PAGE EXTRACT:

★ ★ ★ ★ ★ ★ ★

The son of Benjamin Joule (
1784–1858), who was a wealthy brewer, Joule was tutored at home until 1834 when he was sent, with his elder brother Benjamin, to study with
John Dalton at the
Manchester Literary and Philosophical Society. The pair only received two years' education in
arithmetic and
geometry before Dalton was forced to retire owing to a
stroke. However, Dalton's influence made a lasting impression as did that of his associates,
chemist William Henry and Manchester engineers
Peter Ewart and
Eaton Hodgkinson. Joule was subsequently tutored by
John Davies. Joule was fascinated by
electricity. He and his brother experimented by giving electric shocks to each other and to the family's servants.
Joule became a manager of the brewery and took an active role until the sale of the business in
1854. Science was a hobby but he soon started to investigate the feasibility of replacing the brewery's
steam engines with the newly-invented
electric motor. In
1838, his first
scientific papers on electricity were contributed to
Annals of Electricity, the
scientific journal founded and operated by Davies's colleague
William Sturgeon. He discovered
Joule's law in 1840 and hoped to impress the
Royal Society but found, not for the last time, that he was perceived as a mere provincial dilettante. When Sturgeon moved to Manchester in
1840, Joule and he became the nucleus of a circle of the city's intellectuals. The pair shared similar sympathies that science and theology could and should be integrated. Joule went on to lecture at Sturgeon's
Royal Victoria Gallery of Practical Science.
He went on to realise that burning a
pound of coal in a steam engine produced five times as much duty as a pound of
zinc consumed in a
Grove cell, an early electric
battery. Joule's common standard of 'economical duty' was the ability to raise one pound, a height of one
foot, the
foot-pound.

★ ★ ★ ★ ★ ★ ★

ENTRIES:
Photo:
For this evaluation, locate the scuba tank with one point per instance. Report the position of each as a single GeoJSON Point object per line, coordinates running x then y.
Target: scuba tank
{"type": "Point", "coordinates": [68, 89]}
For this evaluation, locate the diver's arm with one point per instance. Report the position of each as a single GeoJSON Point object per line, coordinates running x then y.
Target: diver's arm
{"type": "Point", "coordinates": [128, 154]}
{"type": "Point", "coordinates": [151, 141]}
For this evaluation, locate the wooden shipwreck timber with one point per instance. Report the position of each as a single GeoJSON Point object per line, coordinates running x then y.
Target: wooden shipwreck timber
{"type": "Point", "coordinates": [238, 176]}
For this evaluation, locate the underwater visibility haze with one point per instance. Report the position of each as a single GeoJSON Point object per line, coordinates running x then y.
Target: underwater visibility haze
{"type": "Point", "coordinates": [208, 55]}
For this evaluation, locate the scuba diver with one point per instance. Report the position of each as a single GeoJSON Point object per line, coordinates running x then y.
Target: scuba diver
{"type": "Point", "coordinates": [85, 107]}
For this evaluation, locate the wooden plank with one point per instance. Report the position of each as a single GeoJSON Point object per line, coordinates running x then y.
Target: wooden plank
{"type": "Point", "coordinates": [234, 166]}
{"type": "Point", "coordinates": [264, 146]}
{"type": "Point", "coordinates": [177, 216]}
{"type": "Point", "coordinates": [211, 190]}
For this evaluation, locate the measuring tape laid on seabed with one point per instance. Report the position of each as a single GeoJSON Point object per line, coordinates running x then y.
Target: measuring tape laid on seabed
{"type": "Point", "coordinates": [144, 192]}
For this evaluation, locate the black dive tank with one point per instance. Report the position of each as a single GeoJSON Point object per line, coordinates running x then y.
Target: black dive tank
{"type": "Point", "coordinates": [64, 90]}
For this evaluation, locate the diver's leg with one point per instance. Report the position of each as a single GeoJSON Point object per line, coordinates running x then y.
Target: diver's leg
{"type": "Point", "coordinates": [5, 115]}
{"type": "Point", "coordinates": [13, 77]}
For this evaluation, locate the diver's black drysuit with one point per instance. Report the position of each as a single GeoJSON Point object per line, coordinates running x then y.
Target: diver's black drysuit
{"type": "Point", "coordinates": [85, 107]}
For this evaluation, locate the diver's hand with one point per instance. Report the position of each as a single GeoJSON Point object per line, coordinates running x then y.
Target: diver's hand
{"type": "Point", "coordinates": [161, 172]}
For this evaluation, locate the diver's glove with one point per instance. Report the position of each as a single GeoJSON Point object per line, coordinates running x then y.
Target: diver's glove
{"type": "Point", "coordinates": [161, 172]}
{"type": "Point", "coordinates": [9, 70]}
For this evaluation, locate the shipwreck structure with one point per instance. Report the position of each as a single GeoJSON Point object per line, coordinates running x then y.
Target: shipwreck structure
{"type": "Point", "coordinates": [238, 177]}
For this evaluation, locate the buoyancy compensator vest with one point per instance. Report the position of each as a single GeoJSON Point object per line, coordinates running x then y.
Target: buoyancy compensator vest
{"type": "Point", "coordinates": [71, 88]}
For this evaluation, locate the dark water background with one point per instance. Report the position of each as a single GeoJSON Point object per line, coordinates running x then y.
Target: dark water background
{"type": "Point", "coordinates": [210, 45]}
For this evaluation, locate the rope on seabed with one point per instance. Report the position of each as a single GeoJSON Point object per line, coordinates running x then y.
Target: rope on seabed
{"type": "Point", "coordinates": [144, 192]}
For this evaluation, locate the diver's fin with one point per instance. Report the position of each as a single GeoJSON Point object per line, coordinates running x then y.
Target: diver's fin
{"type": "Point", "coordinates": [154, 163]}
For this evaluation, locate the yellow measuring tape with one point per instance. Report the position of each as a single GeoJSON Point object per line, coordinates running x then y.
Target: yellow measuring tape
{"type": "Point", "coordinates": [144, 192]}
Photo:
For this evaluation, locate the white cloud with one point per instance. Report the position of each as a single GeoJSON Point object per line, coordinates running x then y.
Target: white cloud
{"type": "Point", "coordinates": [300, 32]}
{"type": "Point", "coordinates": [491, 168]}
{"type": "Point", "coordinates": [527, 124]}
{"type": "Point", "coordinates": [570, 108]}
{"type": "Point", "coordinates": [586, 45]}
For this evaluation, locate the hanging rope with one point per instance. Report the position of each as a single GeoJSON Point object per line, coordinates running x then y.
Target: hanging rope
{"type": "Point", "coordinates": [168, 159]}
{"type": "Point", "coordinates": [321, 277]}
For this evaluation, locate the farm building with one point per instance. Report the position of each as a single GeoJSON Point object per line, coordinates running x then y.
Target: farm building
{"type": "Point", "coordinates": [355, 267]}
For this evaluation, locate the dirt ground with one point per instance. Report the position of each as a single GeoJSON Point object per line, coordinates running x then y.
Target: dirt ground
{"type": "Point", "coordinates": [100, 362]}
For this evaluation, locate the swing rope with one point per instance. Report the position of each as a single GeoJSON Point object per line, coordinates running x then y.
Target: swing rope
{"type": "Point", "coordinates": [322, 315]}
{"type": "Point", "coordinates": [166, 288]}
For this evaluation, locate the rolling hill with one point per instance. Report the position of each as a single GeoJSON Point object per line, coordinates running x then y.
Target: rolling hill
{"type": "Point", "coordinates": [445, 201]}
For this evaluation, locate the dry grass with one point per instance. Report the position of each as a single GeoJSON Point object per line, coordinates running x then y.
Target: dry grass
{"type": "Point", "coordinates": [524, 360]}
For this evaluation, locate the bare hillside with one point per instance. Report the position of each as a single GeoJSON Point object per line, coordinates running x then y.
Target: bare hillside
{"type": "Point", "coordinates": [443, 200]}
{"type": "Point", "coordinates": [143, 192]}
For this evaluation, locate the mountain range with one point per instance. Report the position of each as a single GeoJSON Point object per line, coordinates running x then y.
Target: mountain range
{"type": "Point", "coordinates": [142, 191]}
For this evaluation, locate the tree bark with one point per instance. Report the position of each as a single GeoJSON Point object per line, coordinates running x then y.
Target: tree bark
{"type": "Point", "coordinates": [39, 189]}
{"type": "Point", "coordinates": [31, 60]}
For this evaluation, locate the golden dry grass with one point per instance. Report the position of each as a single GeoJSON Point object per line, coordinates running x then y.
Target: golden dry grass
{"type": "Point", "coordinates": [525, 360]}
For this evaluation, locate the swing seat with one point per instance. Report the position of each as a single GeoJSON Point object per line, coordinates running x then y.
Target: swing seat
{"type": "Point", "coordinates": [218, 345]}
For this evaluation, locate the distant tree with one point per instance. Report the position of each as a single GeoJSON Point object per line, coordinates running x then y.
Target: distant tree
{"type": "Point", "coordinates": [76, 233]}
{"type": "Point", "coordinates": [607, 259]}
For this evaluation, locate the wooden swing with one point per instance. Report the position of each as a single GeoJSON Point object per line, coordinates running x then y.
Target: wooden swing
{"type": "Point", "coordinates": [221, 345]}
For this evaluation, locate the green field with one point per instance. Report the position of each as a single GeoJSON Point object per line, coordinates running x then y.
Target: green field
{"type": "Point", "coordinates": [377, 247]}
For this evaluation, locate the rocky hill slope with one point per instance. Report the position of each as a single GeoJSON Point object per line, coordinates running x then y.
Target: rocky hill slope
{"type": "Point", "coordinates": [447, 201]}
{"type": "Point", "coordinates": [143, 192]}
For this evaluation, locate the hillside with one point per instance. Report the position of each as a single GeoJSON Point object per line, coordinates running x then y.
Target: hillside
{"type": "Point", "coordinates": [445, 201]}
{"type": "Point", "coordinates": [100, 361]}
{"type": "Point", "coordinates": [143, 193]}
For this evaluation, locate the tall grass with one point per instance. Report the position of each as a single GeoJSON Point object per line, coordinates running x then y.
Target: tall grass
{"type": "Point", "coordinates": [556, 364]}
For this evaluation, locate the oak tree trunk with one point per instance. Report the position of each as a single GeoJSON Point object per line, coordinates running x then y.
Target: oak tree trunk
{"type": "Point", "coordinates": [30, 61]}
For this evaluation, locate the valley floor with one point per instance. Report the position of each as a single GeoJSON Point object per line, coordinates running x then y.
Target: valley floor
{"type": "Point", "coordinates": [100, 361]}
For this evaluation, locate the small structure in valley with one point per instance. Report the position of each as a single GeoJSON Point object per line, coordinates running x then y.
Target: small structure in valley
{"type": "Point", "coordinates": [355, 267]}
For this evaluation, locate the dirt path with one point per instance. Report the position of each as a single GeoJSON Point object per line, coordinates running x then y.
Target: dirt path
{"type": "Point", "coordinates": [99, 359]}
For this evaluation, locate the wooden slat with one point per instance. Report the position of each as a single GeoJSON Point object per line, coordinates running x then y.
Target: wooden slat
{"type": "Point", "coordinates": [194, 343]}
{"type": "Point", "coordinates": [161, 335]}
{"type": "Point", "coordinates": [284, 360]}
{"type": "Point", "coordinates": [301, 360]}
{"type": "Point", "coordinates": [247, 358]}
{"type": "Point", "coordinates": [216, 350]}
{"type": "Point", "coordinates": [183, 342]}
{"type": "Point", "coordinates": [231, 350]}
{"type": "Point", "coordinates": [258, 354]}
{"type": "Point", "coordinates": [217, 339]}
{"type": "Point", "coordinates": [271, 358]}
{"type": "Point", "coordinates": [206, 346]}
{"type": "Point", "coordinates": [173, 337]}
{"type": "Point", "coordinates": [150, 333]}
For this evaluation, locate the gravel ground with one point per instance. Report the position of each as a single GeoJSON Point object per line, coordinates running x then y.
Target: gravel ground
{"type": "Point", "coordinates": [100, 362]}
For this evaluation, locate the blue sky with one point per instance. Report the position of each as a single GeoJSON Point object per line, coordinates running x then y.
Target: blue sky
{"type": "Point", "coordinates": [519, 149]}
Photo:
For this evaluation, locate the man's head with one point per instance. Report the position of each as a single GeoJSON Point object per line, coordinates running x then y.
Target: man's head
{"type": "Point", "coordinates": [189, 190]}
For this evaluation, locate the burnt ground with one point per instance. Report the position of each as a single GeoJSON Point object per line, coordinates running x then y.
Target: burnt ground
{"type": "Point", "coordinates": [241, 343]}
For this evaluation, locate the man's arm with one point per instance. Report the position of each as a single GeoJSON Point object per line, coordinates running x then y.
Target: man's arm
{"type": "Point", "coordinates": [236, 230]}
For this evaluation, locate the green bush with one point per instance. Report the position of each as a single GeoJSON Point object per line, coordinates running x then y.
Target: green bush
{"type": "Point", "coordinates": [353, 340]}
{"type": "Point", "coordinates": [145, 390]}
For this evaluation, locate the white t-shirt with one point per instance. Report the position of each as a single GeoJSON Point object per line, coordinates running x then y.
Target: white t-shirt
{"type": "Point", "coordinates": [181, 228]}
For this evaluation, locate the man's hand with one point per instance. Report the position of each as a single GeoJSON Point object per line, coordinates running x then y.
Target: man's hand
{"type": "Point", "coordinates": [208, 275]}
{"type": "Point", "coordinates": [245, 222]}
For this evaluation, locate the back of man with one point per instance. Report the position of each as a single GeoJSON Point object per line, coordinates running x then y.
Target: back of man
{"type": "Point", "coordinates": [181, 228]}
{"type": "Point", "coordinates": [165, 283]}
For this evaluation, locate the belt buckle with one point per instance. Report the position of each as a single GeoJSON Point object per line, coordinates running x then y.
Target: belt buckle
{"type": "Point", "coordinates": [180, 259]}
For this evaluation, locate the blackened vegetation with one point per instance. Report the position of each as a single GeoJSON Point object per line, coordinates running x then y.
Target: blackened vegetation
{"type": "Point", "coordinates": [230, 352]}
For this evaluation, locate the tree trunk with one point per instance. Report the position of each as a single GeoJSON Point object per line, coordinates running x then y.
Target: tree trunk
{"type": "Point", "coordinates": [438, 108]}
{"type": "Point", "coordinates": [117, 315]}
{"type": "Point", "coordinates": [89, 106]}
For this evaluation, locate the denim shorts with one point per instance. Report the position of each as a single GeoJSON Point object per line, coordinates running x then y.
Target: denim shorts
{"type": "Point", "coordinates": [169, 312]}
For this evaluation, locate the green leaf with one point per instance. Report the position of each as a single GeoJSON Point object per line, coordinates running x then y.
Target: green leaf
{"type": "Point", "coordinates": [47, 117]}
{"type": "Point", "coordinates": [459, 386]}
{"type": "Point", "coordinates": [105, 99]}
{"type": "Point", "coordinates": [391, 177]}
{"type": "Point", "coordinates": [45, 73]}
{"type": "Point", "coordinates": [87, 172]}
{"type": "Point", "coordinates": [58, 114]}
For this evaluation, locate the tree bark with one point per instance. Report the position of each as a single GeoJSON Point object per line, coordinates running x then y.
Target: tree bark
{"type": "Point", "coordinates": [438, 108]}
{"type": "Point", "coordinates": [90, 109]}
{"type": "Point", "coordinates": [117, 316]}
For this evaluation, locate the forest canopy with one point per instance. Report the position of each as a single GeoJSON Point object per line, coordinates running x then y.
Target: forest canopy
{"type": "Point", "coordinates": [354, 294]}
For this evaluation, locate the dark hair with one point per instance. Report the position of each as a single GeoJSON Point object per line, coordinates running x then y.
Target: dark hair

★ ★ ★ ★ ★ ★ ★

TASK INSTRUCTIONS:
1. Answer these questions from the biography of Joule:
(a) With whom were Joule and his elder brother sent to study in 1834?
(b) In what year was the brewery sold?
(c) In which journal did Joule's first scientific papers on electricity appear?
2. Carry on the biography of Joule from the sentence that ends it.

FINAL ANSWERS:
1.
(a) John Dalton
(b) 1854
(c) Annals of Electricity

2.
Joule was influenced by the thinking of
Franz Aepinus and tried to explain the phenomena of electricity and
magnetism in terms of
atoms surrounded by a "
calorific ether in a state of vibration".
However, Joule's interest diverted from the narrow financial question to that of how much work could be extracted from a given source, leading him to speculate about the convertibility of
energy. In 1843 he published results of experiments showing that the
heating effect he had quantified in 1841 was due to generation of heat in the
conductor and not its transfer from another part of the equipment. This was a direct challenge to the
caloric theory which held that heat could neither be created or destroyed. Caloric theory had dominated thinking in the science of heat since it was introduced by
Antoine Lavoisier in 1783. Lavoisier's prestige and the practical success of
Sadi Carnot's caloric theory of the
heat engine since 1824 ensured that the young Joule, working outside either
academia or the engineering profession, had a difficult road ahead. Supporters of the caloric theory readily pointed to the symmetry of the
Peltier-Seebeck effect to claim that heat and current were convertible, at least approximately, by a
reversible process.